# To do
Lay out the entries from the start through the line containing "[150,141,168,149]" as a Markdown table with the columns Row and Line, one line per row, skipping blank lines and leaving out the pictures.

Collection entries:

=======

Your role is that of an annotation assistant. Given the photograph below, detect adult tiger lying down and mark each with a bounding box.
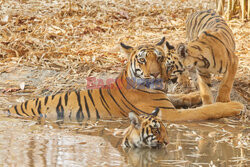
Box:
[8,38,243,122]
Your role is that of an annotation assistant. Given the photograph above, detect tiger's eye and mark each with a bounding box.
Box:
[157,56,163,62]
[139,58,145,63]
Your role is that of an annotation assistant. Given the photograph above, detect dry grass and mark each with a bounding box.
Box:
[0,0,250,99]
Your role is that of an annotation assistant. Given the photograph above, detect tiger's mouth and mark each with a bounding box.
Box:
[150,141,168,149]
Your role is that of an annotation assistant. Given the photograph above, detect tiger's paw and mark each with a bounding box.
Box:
[223,101,244,115]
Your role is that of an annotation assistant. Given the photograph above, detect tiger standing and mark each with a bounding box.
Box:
[166,10,238,104]
[8,38,243,122]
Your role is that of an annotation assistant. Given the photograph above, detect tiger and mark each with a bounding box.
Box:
[122,108,168,148]
[165,10,239,104]
[7,38,243,123]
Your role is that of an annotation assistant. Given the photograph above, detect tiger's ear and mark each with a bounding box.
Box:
[120,42,134,58]
[166,41,174,50]
[151,107,160,117]
[177,43,187,58]
[128,112,140,129]
[156,37,165,46]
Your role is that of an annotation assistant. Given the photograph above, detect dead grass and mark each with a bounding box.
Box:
[0,0,250,100]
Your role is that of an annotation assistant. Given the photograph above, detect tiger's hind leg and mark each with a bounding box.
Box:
[167,91,202,108]
[197,73,213,104]
[216,56,238,103]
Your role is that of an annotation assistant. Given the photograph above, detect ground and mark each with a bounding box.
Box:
[0,0,250,109]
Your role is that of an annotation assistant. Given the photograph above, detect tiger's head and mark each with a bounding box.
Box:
[122,108,168,148]
[121,37,165,86]
[163,42,192,82]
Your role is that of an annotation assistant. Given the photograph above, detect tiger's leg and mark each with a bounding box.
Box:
[177,70,191,88]
[167,91,202,108]
[216,56,238,102]
[216,0,225,15]
[197,73,213,104]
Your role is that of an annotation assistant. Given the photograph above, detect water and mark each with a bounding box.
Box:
[0,115,250,166]
[0,70,250,167]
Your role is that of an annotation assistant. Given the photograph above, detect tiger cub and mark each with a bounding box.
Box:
[7,38,243,123]
[122,108,168,148]
[166,10,238,104]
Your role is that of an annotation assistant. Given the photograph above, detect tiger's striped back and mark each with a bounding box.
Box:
[186,10,235,51]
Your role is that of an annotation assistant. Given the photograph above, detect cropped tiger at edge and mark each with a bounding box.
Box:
[6,38,243,122]
[166,10,238,104]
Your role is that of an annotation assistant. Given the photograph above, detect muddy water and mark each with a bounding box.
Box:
[0,112,250,166]
[0,67,250,167]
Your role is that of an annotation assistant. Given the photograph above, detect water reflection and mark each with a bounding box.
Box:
[0,116,250,166]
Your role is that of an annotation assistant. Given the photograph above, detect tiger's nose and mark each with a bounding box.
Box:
[150,72,160,78]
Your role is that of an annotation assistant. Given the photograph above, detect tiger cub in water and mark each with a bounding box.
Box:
[122,108,168,148]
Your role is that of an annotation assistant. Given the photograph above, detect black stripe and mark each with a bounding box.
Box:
[100,98,112,116]
[99,88,109,108]
[24,100,29,110]
[151,106,175,109]
[37,101,42,116]
[217,23,235,49]
[51,94,56,100]
[64,92,68,106]
[88,90,100,119]
[84,96,90,118]
[192,11,206,35]
[197,14,210,32]
[224,63,228,73]
[198,16,220,32]
[14,106,22,116]
[36,98,38,106]
[75,91,86,122]
[210,48,216,68]
[107,89,127,117]
[56,97,64,120]
[115,82,147,114]
[121,100,138,114]
[201,55,210,68]
[31,108,36,116]
[191,45,202,51]
[219,60,222,73]
[153,98,170,102]
[44,96,49,105]
[21,103,29,116]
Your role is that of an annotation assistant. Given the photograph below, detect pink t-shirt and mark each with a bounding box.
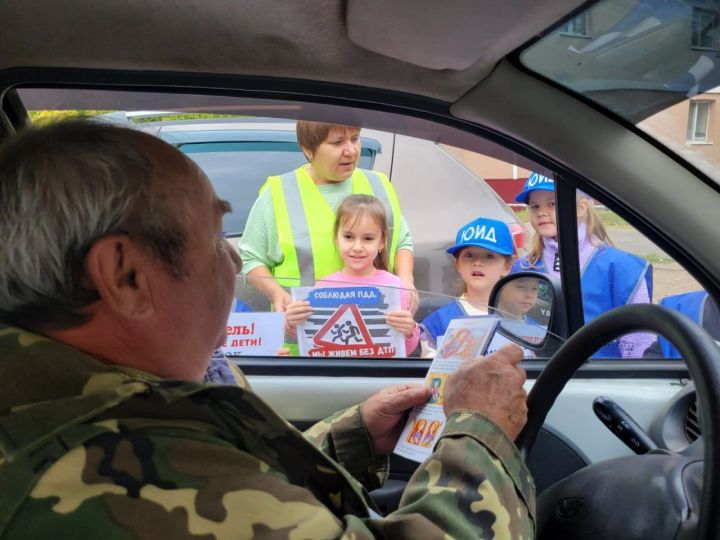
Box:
[315,270,420,354]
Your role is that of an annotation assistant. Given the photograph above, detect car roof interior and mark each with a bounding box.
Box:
[0,0,583,102]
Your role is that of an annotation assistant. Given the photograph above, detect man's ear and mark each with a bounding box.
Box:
[85,235,155,320]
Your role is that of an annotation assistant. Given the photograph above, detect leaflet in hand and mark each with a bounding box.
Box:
[292,286,405,358]
[394,317,500,461]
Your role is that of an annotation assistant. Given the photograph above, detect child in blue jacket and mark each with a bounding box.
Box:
[512,173,654,358]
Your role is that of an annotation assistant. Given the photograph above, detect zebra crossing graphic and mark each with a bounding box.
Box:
[293,287,405,358]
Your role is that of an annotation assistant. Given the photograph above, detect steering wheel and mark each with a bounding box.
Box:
[516,304,720,540]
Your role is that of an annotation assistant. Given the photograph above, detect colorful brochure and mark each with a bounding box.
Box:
[394,317,500,462]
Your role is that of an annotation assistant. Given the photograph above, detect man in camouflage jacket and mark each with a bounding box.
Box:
[0,123,534,539]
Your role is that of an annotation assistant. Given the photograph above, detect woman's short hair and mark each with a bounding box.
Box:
[295,120,360,153]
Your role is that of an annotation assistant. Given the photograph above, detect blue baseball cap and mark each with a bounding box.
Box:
[447,218,515,255]
[515,173,555,204]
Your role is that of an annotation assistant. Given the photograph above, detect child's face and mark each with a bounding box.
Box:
[528,190,557,238]
[455,246,510,294]
[498,278,538,317]
[337,216,385,277]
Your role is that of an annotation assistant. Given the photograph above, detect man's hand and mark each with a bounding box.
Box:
[443,345,527,440]
[362,384,430,454]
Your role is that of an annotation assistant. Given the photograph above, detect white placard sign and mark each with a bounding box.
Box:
[223,312,285,356]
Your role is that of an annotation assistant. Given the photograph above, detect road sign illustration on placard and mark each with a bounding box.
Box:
[292,287,405,358]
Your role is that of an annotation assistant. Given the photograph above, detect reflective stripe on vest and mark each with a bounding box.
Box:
[268,167,400,280]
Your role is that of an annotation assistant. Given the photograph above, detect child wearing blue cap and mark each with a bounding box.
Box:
[512,172,653,358]
[420,218,531,358]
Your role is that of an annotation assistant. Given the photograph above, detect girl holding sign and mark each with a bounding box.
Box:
[285,195,420,354]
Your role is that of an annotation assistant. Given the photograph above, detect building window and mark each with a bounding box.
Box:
[692,8,718,49]
[560,12,590,37]
[688,101,711,143]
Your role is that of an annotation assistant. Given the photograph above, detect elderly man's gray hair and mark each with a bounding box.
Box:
[0,121,187,329]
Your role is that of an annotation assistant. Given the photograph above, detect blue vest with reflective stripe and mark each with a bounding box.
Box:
[510,244,652,358]
[658,291,708,358]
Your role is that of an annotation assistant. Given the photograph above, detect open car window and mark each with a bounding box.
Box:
[520,0,720,358]
[17,86,720,360]
[223,272,563,363]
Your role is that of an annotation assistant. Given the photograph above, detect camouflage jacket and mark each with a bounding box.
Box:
[0,326,534,539]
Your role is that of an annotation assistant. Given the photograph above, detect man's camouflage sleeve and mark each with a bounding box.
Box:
[304,405,390,491]
[5,412,533,540]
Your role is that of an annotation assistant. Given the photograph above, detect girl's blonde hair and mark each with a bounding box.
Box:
[528,189,613,266]
[333,195,390,270]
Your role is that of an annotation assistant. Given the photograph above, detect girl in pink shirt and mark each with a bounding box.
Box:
[285,195,420,355]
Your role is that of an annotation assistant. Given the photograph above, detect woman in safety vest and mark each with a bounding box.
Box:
[240,120,415,311]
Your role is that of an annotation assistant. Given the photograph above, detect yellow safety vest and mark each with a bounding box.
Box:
[260,166,401,286]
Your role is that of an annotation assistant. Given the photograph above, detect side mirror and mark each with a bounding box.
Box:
[489,272,567,356]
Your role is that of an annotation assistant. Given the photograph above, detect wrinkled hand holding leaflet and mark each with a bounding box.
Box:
[292,286,405,358]
[394,317,500,462]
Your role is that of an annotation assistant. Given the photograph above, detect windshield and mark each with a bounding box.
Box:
[520,0,720,181]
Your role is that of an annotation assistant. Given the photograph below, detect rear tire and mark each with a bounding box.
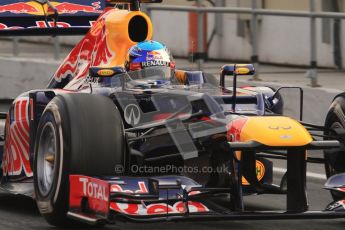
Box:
[33,94,125,227]
[324,96,345,200]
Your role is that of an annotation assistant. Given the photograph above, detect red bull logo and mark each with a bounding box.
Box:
[0,1,103,16]
[50,1,102,14]
[0,2,40,14]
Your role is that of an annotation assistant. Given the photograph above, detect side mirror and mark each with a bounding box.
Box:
[219,64,255,89]
[89,66,127,78]
[219,64,255,112]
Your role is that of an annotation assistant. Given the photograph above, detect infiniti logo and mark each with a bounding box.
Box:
[124,104,141,126]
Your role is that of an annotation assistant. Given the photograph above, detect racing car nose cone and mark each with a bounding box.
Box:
[44,153,55,165]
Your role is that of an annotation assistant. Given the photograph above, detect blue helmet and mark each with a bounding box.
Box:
[125,41,175,71]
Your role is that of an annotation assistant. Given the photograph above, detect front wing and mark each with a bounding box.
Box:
[68,141,345,224]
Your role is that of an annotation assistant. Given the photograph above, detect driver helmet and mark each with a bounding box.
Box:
[125,40,175,72]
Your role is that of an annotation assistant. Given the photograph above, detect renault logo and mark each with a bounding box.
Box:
[124,104,141,126]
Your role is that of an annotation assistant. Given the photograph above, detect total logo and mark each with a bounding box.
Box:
[79,177,109,201]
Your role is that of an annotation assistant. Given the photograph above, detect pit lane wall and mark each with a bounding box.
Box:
[0,57,59,99]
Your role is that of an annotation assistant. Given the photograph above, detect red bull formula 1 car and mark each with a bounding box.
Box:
[0,0,345,226]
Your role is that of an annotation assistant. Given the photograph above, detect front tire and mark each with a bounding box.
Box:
[33,94,125,227]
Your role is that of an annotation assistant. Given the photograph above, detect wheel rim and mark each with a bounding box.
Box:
[37,122,57,197]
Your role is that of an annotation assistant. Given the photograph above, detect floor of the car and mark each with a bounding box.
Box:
[0,179,34,197]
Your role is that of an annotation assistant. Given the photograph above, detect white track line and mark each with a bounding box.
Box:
[273,167,327,180]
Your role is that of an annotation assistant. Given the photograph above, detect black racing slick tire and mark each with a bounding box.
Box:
[33,94,126,227]
[324,96,345,200]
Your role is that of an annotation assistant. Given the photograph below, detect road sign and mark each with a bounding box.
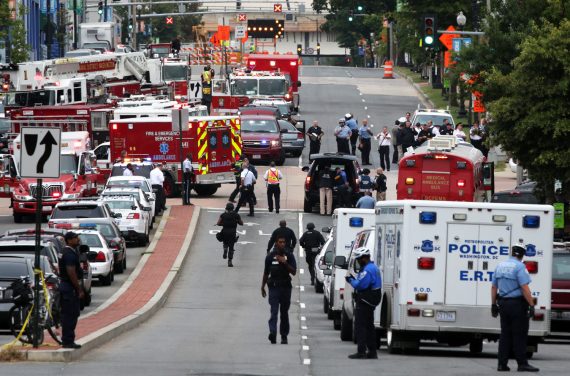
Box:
[188,81,202,99]
[439,26,461,50]
[235,25,247,39]
[20,127,61,179]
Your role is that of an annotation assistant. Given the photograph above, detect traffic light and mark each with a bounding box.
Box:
[423,16,436,47]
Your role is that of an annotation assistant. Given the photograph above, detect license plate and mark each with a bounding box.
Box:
[435,311,455,322]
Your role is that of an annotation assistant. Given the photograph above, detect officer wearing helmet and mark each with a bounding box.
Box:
[299,222,325,286]
[334,118,352,154]
[346,247,382,359]
[491,244,538,372]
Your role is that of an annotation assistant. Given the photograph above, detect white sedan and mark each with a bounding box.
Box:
[73,229,115,286]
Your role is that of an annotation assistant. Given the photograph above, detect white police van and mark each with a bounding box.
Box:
[324,208,375,330]
[376,200,554,355]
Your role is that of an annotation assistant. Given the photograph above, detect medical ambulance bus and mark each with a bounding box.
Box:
[397,136,492,201]
[375,200,554,355]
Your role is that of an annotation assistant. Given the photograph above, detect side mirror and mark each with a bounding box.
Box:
[334,256,348,269]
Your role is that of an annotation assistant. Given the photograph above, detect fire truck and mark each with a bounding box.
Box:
[246,54,301,112]
[397,136,493,201]
[109,116,242,197]
[8,131,102,223]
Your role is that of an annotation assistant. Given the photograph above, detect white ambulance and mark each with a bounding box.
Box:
[376,200,554,356]
[324,208,376,330]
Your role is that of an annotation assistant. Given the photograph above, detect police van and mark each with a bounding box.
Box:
[375,200,554,355]
[324,208,375,330]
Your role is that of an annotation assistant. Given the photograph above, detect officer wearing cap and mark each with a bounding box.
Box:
[491,244,538,372]
[59,231,85,349]
[299,222,325,286]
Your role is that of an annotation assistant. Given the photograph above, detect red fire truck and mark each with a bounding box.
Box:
[109,116,242,197]
[397,136,492,201]
[246,54,301,111]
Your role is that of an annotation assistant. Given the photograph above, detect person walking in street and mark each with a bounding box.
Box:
[235,161,256,217]
[318,166,334,215]
[217,202,243,268]
[307,120,324,162]
[346,247,382,359]
[299,222,325,286]
[150,163,166,215]
[376,127,392,171]
[358,119,374,166]
[267,219,297,253]
[491,244,538,372]
[344,113,358,155]
[59,231,85,349]
[261,235,297,345]
[334,118,352,154]
[182,153,194,205]
[263,161,283,214]
[356,191,376,209]
[374,168,388,201]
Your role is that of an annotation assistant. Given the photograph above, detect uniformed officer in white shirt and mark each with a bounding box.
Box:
[235,161,256,217]
[182,153,194,205]
[150,163,166,214]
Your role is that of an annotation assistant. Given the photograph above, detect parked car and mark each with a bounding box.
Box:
[302,153,360,213]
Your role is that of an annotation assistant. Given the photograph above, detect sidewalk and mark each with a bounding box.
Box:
[16,206,200,362]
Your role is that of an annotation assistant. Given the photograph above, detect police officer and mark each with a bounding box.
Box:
[346,247,382,359]
[182,153,194,205]
[267,219,297,253]
[491,244,538,372]
[59,231,85,349]
[299,222,325,286]
[261,235,297,344]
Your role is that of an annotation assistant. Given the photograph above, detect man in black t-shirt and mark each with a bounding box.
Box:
[261,235,297,344]
[59,231,85,349]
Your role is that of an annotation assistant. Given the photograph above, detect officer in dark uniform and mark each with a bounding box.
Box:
[59,231,85,349]
[267,219,297,253]
[299,222,325,286]
[491,244,538,372]
[261,235,297,344]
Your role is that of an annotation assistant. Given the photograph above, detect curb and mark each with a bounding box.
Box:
[25,206,200,362]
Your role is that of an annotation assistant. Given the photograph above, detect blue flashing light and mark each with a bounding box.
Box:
[348,217,364,227]
[420,212,437,224]
[523,215,540,228]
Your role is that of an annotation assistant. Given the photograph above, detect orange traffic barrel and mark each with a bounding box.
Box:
[382,60,394,78]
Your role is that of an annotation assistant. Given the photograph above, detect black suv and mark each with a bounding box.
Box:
[303,153,360,213]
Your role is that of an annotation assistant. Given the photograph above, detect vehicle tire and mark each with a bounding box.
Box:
[303,200,313,213]
[162,174,176,198]
[386,329,402,354]
[340,309,352,341]
[469,339,483,354]
[194,184,218,197]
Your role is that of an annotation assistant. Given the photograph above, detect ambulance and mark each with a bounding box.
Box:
[324,208,375,330]
[375,200,554,356]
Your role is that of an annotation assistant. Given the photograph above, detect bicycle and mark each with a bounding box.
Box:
[8,271,61,345]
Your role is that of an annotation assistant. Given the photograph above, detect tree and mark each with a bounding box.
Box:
[487,19,570,200]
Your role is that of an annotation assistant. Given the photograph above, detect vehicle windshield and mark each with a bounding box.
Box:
[0,261,30,278]
[231,78,258,95]
[162,65,188,81]
[259,78,287,96]
[552,253,570,281]
[241,119,279,133]
[79,234,103,248]
[59,154,77,174]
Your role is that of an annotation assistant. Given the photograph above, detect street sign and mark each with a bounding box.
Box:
[20,127,61,179]
[235,25,247,39]
[188,81,202,99]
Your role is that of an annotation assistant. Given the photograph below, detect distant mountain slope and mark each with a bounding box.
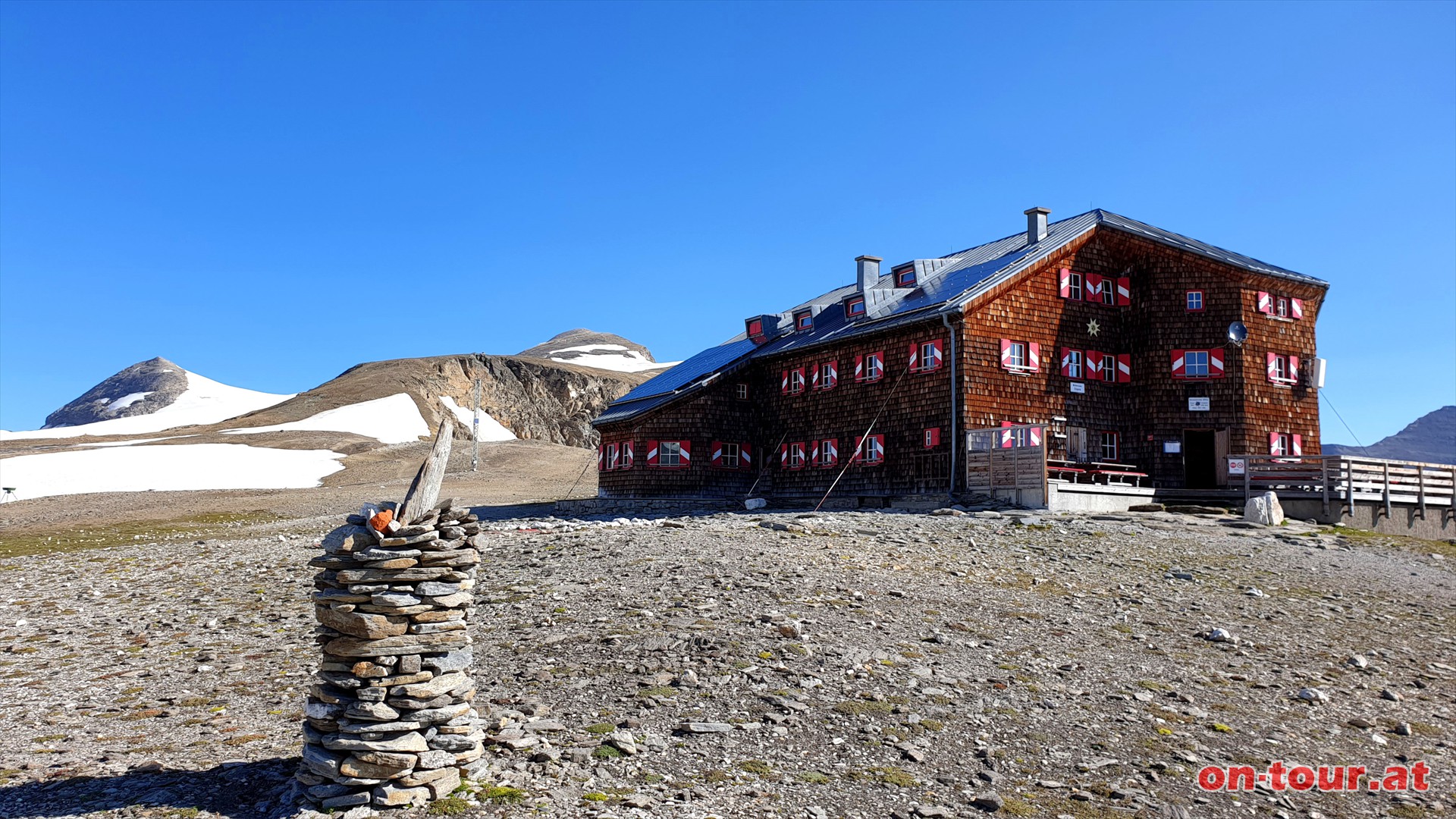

=======

# Answer in full
| Row | Line |
|---|---|
| 1 | Your role is that of an annotation assistant. Given the photograph below, detect adult tiger lying down and mark each with a bounding box. |
| 2 | Box: |
| 3 | [8,38,243,122] |
| 4 | Your role is that of an annotation assistant. Given the photograph above, detect tiger's eye and mark each with a bounding box. |
| 5 | Box: |
| 6 | [157,56,163,62] |
| 7 | [139,58,145,63] |
| 8 | Your role is that of an annotation assistant. Given the photograph above, detect dry grass and mark each with a bounding box. |
| 9 | Box: |
| 10 | [0,0,250,99] |
| 11 | Your role is that of an annotation assistant. Given the photograph above, detect tiger's mouth and mark each with a bounding box. |
| 12 | Box: |
| 13 | [150,141,168,149] |